═════ EXCERPTED PASSAGE

[ExI] Do digital computers feel?

Jason Resch jasonresch at gmail.com
Mon Jan 2 04:38:02 UTC 2017


On Sun, Jan 1, 2017 at 7:21 PM, Rafal Smigrodzki <rafal.smigrodzki at gmail.com
> wrote:

>
>
> On Fri, Dec 30, 2016 at 9:50 AM, Jason Resch <jasonresch at gmail.com> wrote:
>
>>
>> They are possible, but up until now, all known physical laws are
>> computable,
>>
>
> ### What about the three-body problem?
>

There are solutions to this, no?
http://www.sciencemag.org/news/2013/03/physicists-discover-whopping-13-new-solutions-three-body-problem



>
> -----------------------------
>
>
>> which is why Penrose and Hameroff have to propose a speculative
>> undiscovered physics for their theory to rest upon. It is worth noting,
>> that what led Penrose to his belief that the brain does incomputable things
>> was his idea that halting problem does not apply to humans. Turning
>> discovered the Halting problem, which was the idea that no fixed computer
>> program can decide whether any other given program will complete or not.

══════════
═════ DATA EXCERPTS

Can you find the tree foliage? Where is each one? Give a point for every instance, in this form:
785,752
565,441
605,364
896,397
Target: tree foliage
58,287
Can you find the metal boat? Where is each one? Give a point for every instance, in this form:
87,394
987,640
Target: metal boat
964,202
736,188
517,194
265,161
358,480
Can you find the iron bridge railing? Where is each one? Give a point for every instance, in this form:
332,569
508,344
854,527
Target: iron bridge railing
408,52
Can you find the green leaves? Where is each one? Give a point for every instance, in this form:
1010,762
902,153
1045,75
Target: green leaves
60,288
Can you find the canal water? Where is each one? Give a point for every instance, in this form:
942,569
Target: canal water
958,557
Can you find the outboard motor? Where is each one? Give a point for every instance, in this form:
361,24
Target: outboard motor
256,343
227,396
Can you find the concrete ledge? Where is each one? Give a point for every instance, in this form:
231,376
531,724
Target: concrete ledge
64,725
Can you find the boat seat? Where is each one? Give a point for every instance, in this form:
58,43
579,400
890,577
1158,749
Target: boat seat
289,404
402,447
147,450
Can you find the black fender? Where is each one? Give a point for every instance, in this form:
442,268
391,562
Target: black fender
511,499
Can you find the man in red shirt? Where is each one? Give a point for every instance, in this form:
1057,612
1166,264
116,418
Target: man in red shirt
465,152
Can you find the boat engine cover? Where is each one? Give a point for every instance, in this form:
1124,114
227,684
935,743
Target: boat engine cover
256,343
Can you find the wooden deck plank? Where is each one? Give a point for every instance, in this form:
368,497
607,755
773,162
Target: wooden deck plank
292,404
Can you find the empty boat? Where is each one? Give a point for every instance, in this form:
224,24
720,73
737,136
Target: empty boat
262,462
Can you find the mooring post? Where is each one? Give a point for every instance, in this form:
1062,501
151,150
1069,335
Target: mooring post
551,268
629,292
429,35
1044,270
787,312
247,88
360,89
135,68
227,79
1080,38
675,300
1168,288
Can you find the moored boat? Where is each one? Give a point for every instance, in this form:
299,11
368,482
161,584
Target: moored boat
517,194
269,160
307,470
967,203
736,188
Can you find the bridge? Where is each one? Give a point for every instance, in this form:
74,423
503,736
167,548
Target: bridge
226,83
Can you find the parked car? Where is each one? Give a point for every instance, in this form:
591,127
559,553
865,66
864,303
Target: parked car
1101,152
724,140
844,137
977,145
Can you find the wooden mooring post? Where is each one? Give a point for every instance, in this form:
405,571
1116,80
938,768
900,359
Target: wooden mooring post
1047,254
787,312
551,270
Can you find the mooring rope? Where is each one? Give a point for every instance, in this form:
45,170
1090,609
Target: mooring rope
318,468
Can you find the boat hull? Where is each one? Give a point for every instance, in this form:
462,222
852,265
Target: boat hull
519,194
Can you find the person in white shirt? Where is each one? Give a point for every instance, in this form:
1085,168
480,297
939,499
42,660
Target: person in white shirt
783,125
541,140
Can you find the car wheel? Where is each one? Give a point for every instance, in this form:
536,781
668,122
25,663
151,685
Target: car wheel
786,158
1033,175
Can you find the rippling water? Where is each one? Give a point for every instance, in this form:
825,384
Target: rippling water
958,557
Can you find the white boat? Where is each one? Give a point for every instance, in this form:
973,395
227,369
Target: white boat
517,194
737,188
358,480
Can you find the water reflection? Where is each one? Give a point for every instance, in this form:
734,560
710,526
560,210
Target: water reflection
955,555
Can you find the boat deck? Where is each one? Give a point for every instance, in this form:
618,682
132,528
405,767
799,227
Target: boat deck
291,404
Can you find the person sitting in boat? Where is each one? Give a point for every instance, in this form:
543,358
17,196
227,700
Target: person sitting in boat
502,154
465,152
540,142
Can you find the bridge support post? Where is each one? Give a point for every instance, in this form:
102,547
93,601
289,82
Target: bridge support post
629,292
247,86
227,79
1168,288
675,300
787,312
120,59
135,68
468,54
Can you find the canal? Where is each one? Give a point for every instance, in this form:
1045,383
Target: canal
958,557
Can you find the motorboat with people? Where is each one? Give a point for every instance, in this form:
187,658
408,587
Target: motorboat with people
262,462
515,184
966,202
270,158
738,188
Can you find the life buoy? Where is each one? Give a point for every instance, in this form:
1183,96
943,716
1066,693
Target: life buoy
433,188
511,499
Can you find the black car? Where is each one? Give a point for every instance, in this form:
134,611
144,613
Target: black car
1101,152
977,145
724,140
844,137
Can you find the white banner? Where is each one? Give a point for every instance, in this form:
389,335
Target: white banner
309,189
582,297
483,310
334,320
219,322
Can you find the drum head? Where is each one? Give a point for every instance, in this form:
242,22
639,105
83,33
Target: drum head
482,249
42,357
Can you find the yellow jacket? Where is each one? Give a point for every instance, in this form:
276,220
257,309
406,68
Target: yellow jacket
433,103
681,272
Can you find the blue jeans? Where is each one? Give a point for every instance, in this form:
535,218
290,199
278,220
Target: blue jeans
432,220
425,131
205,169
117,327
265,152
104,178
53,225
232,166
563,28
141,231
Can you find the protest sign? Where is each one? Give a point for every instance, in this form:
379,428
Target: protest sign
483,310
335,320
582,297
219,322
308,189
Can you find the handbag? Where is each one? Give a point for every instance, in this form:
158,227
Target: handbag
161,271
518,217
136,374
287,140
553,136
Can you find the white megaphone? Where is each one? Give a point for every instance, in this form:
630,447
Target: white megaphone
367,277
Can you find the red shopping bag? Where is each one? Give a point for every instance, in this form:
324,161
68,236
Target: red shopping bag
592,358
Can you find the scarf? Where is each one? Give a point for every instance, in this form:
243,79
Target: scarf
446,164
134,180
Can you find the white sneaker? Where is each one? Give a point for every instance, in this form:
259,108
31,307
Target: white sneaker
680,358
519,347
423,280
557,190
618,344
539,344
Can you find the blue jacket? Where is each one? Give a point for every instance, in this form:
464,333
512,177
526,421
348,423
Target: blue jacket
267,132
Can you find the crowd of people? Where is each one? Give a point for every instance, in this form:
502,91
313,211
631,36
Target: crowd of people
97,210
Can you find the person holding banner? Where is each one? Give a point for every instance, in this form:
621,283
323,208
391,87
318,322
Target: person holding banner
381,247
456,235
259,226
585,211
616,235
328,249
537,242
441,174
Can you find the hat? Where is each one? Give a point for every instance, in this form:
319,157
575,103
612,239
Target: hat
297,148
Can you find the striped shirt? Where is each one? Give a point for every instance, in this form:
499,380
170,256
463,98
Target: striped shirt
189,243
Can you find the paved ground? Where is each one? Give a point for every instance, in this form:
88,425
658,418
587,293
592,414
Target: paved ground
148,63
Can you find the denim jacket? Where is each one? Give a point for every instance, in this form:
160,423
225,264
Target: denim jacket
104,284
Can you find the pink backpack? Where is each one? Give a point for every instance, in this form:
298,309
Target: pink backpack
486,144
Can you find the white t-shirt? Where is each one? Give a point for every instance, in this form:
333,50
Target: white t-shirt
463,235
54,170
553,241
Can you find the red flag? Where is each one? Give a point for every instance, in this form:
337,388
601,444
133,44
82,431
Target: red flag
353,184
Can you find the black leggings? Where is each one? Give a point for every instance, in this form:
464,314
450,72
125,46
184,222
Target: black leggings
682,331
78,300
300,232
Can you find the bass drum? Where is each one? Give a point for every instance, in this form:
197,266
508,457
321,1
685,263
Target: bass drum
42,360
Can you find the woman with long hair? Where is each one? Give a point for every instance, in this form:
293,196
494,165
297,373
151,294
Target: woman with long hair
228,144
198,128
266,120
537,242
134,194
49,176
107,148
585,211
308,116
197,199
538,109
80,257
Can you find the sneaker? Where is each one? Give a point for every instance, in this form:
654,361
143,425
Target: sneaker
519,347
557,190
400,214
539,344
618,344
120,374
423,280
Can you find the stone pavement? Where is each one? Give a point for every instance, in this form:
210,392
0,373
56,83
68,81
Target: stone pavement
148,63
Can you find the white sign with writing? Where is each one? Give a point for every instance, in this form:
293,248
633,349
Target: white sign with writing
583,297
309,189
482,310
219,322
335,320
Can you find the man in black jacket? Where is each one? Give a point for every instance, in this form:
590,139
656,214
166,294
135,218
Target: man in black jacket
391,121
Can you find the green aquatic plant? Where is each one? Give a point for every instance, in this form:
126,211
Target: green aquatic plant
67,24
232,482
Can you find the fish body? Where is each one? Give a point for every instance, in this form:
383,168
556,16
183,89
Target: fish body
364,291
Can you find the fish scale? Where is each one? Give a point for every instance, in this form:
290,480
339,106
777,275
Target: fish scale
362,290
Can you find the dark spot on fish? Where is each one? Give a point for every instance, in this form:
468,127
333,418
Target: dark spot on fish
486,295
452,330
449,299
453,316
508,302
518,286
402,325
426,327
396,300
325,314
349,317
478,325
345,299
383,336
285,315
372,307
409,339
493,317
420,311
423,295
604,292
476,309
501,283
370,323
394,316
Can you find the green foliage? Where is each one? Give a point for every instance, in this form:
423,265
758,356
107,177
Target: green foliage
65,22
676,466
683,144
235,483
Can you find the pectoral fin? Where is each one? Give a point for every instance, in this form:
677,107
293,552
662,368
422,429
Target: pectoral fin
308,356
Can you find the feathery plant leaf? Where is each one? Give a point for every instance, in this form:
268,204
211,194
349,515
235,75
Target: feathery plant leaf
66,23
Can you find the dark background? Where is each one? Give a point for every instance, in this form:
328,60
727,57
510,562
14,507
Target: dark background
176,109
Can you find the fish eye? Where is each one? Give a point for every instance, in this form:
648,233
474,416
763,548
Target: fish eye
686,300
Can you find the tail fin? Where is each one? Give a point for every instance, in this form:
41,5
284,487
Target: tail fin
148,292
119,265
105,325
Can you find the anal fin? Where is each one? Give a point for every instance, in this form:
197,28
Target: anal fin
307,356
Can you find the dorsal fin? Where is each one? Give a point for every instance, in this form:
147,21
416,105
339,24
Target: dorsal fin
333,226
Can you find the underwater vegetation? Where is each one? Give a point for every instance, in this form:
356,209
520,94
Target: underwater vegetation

══════════

STATED TASK:
Transcribe the mailing-list post about whether digital computers feel, from "On Sun, Jan" up to and including "the three-body problem?".

THE ANSWER:
On Sun, Jan 1, 2017 at 7:21 PM, Rafal Smigrodzki <rafal.smigrodzki at gmail.com
> wrote:

>
>
> On Fri, Dec 30, 2016 at 9:50 AM, Jason Resch <jasonresch at gmail.com> wrote:
>
>>
>> They are possible, but up until now, all known physical laws are
>> computable,
>>
>
> ### What about the three-body problem?